WHAT YOU SHOULD DO: Convert the records below into a JSON list of strings, one string per line, leaving out any blank lines.

Dataset rows:

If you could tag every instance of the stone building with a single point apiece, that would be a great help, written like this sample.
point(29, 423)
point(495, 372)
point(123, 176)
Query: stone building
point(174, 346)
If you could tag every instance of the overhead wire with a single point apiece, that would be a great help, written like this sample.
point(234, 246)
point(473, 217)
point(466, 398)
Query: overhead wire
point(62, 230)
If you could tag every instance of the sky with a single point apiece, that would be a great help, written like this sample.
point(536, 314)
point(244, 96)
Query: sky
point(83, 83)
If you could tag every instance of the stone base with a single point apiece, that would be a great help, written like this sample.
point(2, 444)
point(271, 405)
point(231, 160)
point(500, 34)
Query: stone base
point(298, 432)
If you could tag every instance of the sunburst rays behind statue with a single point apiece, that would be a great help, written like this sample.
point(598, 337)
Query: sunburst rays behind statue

EXPECTED ANSWER:
[
  "If you could tag every instance of the stone building with a single point apiece, that would be a great help, written like this sample.",
  "point(29, 423)",
  "point(495, 372)",
  "point(123, 176)",
  "Query: stone building",
  "point(174, 346)",
  "If you could tag every instance of the overhead wire with a single point apiece, that would be a great help, written like this sample.",
  "point(234, 246)",
  "point(473, 217)",
  "point(466, 398)",
  "Query: overhead wire",
  "point(62, 230)",
  "If you could tag every instance of the sky with a single point apiece, that would be a great help, written like this sample.",
  "point(536, 314)",
  "point(244, 96)",
  "Query: sky",
  "point(83, 83)",
  "If you could tag every instance of the stone base with a single point apiece, that would be a great help, written like this sample.",
  "point(2, 444)",
  "point(271, 405)",
  "point(231, 160)",
  "point(500, 34)",
  "Query: stone base",
  "point(298, 432)",
  "If you could tag every instance of the sunburst rays behind statue with a single point apiece, that would be a great help, written like this sample.",
  "point(598, 337)",
  "Query: sunburst rays behind statue"
]